**Written task**
Reproduce the rows word for word, beginning at the first line and continuing through the line that contains "point(469, 485)", with both ends included. Leave the pictures out of your answer.

┌──

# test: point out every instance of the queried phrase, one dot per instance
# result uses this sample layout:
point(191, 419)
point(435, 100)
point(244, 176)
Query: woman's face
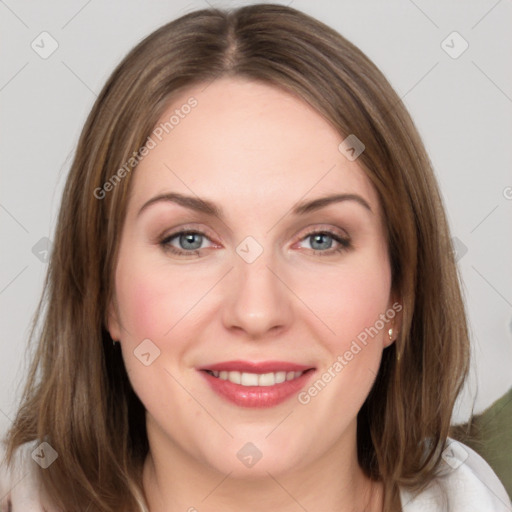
point(261, 284)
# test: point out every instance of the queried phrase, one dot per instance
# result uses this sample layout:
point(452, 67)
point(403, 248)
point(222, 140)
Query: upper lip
point(256, 367)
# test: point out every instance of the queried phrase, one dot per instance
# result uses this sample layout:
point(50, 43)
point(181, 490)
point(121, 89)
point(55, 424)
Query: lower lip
point(257, 396)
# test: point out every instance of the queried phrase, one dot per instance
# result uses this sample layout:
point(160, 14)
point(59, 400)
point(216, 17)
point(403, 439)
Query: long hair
point(78, 396)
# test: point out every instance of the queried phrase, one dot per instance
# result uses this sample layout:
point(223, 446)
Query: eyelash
point(343, 243)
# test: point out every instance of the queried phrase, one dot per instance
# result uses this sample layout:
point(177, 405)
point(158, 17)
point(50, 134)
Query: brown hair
point(78, 396)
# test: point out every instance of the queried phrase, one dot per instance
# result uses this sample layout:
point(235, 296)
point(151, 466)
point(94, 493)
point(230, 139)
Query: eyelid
point(321, 228)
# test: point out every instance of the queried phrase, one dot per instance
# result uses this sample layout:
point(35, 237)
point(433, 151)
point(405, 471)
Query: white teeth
point(256, 379)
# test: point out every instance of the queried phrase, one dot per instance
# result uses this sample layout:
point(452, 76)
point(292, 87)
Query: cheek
point(350, 300)
point(146, 300)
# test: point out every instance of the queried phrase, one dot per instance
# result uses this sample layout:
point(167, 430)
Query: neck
point(175, 481)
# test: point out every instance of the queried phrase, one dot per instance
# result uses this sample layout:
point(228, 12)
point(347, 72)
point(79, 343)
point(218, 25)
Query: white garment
point(469, 485)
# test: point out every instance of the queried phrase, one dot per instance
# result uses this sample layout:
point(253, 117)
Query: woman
point(252, 301)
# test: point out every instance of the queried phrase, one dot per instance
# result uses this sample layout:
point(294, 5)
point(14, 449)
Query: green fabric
point(490, 435)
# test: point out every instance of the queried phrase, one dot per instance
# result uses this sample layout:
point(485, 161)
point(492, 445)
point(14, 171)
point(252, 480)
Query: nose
point(257, 302)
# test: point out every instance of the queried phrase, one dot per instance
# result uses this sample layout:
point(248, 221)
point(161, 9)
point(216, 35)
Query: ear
point(394, 314)
point(113, 324)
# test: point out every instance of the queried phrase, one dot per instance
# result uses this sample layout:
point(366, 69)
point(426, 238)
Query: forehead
point(249, 142)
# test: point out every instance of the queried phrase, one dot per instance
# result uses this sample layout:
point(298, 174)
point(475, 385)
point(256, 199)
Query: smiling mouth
point(257, 379)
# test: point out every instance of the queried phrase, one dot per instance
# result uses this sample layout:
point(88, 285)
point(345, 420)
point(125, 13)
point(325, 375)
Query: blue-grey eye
point(321, 241)
point(190, 241)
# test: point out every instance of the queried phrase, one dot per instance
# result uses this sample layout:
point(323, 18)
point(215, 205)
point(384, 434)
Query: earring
point(396, 347)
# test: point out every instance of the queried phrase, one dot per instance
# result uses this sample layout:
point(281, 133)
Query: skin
point(255, 151)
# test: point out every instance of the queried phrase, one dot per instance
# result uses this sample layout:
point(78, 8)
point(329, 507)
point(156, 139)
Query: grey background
point(462, 107)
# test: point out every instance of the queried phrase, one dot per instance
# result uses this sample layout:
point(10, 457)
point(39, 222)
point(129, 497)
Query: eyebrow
point(210, 208)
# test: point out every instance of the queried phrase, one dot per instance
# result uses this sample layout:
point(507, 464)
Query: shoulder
point(19, 488)
point(465, 482)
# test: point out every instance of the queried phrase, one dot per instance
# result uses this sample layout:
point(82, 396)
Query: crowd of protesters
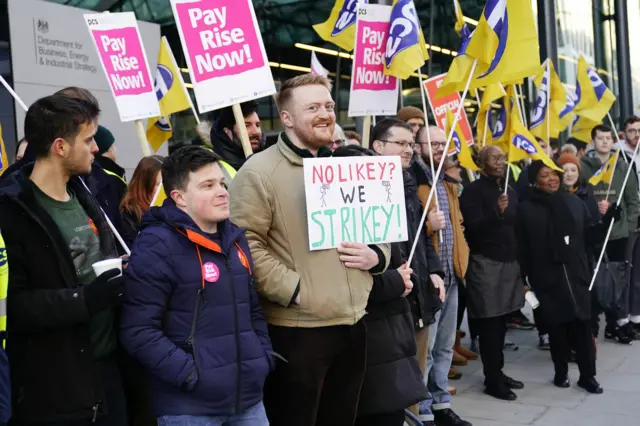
point(224, 317)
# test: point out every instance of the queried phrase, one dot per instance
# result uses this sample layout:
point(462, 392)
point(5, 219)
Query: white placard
point(124, 61)
point(223, 48)
point(355, 199)
point(372, 92)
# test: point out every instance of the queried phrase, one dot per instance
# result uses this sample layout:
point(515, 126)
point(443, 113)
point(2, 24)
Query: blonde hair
point(286, 89)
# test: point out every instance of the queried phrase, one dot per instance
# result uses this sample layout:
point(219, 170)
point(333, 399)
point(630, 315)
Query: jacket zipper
point(191, 340)
point(236, 334)
point(573, 298)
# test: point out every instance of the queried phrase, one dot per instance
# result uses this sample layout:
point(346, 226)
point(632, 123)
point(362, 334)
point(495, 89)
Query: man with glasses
point(338, 139)
point(394, 137)
point(494, 288)
point(444, 227)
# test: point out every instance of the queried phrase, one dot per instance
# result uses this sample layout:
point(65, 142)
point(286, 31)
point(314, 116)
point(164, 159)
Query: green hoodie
point(630, 201)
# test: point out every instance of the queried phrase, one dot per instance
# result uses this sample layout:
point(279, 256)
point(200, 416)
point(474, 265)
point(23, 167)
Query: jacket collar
point(295, 154)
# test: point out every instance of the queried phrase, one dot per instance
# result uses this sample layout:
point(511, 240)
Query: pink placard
point(220, 36)
point(368, 70)
point(121, 53)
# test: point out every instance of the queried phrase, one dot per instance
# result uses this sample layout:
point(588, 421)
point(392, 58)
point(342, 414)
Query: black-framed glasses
point(403, 144)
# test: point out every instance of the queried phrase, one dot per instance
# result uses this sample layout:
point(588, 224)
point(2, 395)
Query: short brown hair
point(350, 134)
point(286, 89)
point(631, 120)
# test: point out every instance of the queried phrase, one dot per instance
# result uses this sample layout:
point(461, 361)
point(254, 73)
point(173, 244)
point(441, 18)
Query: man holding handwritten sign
point(314, 301)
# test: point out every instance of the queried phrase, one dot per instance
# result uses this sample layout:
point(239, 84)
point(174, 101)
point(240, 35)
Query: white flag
point(316, 66)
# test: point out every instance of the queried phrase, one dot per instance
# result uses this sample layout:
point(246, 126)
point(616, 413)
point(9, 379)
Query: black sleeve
point(39, 310)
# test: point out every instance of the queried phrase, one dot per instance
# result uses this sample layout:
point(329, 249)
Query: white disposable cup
point(532, 300)
point(105, 265)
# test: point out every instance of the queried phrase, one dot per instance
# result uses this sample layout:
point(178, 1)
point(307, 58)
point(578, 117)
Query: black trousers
point(320, 383)
point(385, 419)
point(578, 336)
point(492, 332)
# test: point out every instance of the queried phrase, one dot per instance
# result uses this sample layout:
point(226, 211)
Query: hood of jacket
point(225, 147)
point(172, 217)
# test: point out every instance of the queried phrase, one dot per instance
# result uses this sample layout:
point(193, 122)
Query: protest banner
point(224, 51)
point(372, 92)
point(117, 39)
point(440, 106)
point(354, 199)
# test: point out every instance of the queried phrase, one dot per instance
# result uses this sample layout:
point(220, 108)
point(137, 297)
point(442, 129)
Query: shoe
point(562, 382)
point(469, 355)
point(500, 391)
point(543, 343)
point(623, 334)
point(510, 346)
point(512, 383)
point(447, 417)
point(520, 322)
point(454, 374)
point(591, 385)
point(475, 345)
point(458, 359)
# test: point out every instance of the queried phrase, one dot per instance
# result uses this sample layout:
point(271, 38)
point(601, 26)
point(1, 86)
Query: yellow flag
point(4, 158)
point(491, 94)
point(340, 28)
point(172, 96)
point(594, 98)
point(406, 48)
point(462, 148)
point(523, 145)
point(505, 43)
point(605, 173)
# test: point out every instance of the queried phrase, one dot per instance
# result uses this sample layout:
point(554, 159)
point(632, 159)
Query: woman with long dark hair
point(555, 231)
point(145, 182)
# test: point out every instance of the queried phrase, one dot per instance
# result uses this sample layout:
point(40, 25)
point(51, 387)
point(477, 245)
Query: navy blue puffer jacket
point(191, 316)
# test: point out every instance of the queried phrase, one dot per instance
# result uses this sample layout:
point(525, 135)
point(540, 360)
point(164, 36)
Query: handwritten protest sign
point(117, 39)
point(440, 106)
point(356, 199)
point(372, 92)
point(224, 51)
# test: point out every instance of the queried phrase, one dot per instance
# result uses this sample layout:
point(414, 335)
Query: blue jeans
point(442, 337)
point(254, 416)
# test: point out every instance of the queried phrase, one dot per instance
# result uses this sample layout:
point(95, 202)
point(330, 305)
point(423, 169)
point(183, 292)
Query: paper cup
point(105, 265)
point(531, 299)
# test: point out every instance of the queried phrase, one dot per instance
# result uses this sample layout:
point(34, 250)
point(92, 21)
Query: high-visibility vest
point(515, 171)
point(4, 286)
point(228, 171)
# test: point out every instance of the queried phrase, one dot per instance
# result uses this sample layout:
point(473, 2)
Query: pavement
point(542, 404)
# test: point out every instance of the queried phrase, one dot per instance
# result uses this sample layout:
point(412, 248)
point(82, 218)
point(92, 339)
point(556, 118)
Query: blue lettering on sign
point(346, 17)
point(403, 29)
point(495, 13)
point(163, 81)
point(524, 144)
point(540, 111)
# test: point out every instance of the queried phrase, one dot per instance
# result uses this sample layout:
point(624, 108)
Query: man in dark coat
point(191, 314)
point(62, 330)
point(494, 287)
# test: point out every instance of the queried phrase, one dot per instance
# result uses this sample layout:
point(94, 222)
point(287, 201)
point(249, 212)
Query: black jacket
point(424, 299)
point(53, 373)
point(562, 288)
point(488, 232)
point(393, 380)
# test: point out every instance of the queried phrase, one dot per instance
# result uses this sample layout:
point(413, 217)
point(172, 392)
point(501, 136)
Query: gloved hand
point(104, 292)
point(614, 212)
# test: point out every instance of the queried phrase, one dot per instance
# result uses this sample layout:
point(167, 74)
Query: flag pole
point(426, 123)
point(606, 240)
point(446, 149)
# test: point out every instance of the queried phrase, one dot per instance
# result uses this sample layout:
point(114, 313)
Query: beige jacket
point(268, 199)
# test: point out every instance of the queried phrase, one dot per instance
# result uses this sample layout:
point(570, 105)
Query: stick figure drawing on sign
point(323, 191)
point(387, 185)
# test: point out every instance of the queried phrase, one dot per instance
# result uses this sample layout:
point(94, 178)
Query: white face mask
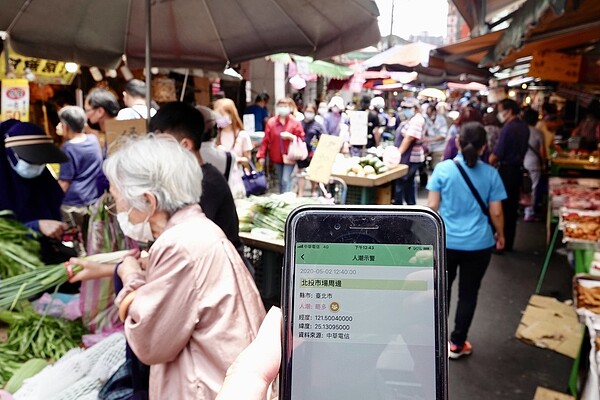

└──

**Answer in full**
# test: point out every instance of the queried phrase, one dot per instance
# result uses this sample layout:
point(191, 419)
point(435, 100)
point(244, 176)
Query: woman's face
point(261, 284)
# test: point out every instance of the queried phrase, one dot per instance
# result uses this sample layout:
point(452, 67)
point(403, 248)
point(222, 140)
Query: upper lip
point(256, 367)
# test: point out every instance of the queried phrase, one dot per instance
# result uses this sample layout:
point(50, 43)
point(181, 490)
point(121, 89)
point(55, 424)
Query: lower lip
point(257, 396)
# test: point out every instance of the queried phrase, one dot per instance
# result uses this sample layout:
point(160, 14)
point(59, 400)
point(216, 17)
point(403, 439)
Query: long hair
point(78, 396)
# test: point out every instance of the queried phrase, one dot per instance
# result uses this sample layout:
point(223, 446)
Query: eyelash
point(343, 243)
# test: point out every instance of the queried phrase, one dot per instance
# result uses this sample layout:
point(177, 405)
point(158, 17)
point(50, 134)
Query: brown hair
point(78, 396)
# test: point out every instance of the queried phrase, one dot per instance
# result uses this sample layout:
point(235, 296)
point(151, 466)
point(94, 493)
point(230, 139)
Query: eyelid
point(321, 228)
# test: point out every instance of the queried phrase, one dot per instance
# result uses this sample layout:
point(35, 237)
point(433, 151)
point(405, 471)
Query: white teeth
point(256, 379)
# test: point out every instance of the queried phrase, one dot per instance
# result uses this sample layout:
point(452, 76)
point(292, 87)
Query: cheek
point(350, 300)
point(146, 300)
# test: point out every instance of the queried phrase, one dot per instance
# result uses this sample layout:
point(167, 430)
Query: neck
point(175, 481)
# test: point out every instance of the queried phrase, one dot per instance
# result uses this sample layout:
point(228, 12)
point(347, 72)
point(79, 343)
point(218, 25)
Query: white garment
point(469, 485)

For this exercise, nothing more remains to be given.